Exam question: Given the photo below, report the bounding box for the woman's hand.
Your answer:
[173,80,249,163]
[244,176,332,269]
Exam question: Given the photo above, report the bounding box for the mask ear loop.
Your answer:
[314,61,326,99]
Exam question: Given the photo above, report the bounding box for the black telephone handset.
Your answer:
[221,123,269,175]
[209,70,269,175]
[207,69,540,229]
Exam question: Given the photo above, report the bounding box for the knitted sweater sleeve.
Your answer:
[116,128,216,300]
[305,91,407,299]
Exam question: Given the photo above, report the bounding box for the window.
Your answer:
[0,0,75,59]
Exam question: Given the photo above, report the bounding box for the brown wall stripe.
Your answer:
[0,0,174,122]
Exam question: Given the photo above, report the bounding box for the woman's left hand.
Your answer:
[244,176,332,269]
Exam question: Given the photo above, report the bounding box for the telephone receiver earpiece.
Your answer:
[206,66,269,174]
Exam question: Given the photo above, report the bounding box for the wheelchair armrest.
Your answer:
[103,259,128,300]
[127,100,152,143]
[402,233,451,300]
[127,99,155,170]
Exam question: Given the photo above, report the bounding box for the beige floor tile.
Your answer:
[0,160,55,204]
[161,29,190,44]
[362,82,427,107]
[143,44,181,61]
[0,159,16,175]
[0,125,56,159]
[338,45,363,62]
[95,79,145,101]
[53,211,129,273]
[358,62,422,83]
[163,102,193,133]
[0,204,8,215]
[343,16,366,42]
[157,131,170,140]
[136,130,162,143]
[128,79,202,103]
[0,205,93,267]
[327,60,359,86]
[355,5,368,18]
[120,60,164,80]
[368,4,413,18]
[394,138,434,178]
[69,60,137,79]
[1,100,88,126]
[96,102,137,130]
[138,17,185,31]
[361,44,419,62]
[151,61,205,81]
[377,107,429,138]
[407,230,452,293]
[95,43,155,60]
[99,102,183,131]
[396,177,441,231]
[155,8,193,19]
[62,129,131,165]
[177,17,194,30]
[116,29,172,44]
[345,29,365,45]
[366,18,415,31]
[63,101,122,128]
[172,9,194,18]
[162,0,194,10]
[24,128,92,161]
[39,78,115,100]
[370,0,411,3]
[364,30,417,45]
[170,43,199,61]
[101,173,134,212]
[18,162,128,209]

....

# PROBLEM REQUIREMENTS
Taking the entries above, write out exactly each line from the one holding "woman's left hand." to the one holding "the wheelchair armrest.", both included, and stop there.

# EXERCISE ANSWER
Exam question: Given the photo above, report the bounding box for the woman's left hand.
Your answer:
[244,176,332,269]
Exam question: Given the photo above, report the bounding box for the telephone receiver earpiece.
Your answer:
[206,66,269,174]
Exam question: Given the photo above, report the bounding box for the wheelchair armrest.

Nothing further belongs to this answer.